- Provided passage
>>>

Tag Archives: LeRoy the Wonderpony!

I just had a fight with Mother Nature – and she won.






ORIGINALLY POSTED IN FEBRUARY, 2011… but tonight I wanted to post this because I feel the same way.  Tonight, I would have rewritten this story – exactly.

I don’t know about where you live, but our winter out here in California has been extremely wet and stormy.

I know I know, all of you with a mountain of snow and ice on your doorstep probably want to wallop me right now… but for us, as with you all, this season has been uniquely wintery.

What’s up with Mother Nature… is she mad or something?

Maybe she is sick of winter, too.  Maybe she is very sad and keeps snorfeling and blowing her nose.  Maybe she just needs a shoulder to cry on.  Actually, that shoulder was probably me today if you look at the condition of my coat…

Yeesh. Soaked.

EPIC RAINFALL

I know it has been epic all over the country, so I will commiserate with you all.  Yup.  It is raining so hard and storming so violently, I really didn’t want to go out there and feed this morning.  I waited for “a break in the weather” to no avail.  I finally told myself that the poor horses had waited long enough and 7:30am is the end of my window.

So, I went out there.

To my surprise, we have a new pond!  Right in our front yard!  I wonder if it will have fish anytime soon?  I’m guessing we will have plague-type frogs this Spring.

<<<

- Record excerpts

>>>

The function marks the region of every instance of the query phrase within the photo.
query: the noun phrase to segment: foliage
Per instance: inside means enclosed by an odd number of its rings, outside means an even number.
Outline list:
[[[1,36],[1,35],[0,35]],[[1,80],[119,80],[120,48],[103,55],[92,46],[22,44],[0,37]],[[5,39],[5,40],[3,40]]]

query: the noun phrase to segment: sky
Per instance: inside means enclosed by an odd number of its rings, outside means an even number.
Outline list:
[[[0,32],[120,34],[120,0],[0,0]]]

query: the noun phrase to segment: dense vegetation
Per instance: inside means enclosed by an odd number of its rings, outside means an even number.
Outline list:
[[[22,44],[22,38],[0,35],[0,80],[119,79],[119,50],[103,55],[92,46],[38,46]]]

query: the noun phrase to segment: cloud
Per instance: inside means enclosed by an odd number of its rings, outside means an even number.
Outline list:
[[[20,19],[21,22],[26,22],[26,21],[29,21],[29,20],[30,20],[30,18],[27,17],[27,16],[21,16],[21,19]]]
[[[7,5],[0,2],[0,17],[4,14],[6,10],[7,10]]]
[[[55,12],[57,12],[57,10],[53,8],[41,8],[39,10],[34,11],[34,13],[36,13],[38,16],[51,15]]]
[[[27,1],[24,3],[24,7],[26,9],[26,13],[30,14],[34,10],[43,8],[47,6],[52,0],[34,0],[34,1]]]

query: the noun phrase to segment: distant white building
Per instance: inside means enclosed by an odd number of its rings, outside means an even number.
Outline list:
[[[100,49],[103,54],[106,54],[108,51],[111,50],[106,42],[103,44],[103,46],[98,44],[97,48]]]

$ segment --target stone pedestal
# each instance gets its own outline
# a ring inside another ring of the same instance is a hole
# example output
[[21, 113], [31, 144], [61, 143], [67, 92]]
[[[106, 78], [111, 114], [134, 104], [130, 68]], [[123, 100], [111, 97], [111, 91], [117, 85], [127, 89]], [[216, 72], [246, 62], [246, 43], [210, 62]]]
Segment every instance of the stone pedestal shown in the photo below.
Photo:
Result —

<<<

- What is asked
- 1) Answer these from the post about the stormy winter:
(a) In what month and year was the post first put up?
(b) Which state has had the wet, stormy winter?
(c) What new thing turned up in the front yard?
- 2) In the post about the stormy winter, copy the stretch from "EPIC RAINFALL" through "went out there.", word for word.

- Solutions in order
- 1)
(a) February 2011
(b) California
(c) A new pond

- 2)
EPIC RAINFALL

I know it has been epic all over the country, so I will commiserate with you all.  Yup.  It is raining so hard and storming so violently, I really didn’t want to go out there and feed this morning.  I waited for “a break in the weather” to no avail.  I finally told myself that the poor horses had waited long enough and 7:30am is the end of my window.

So, I went out there.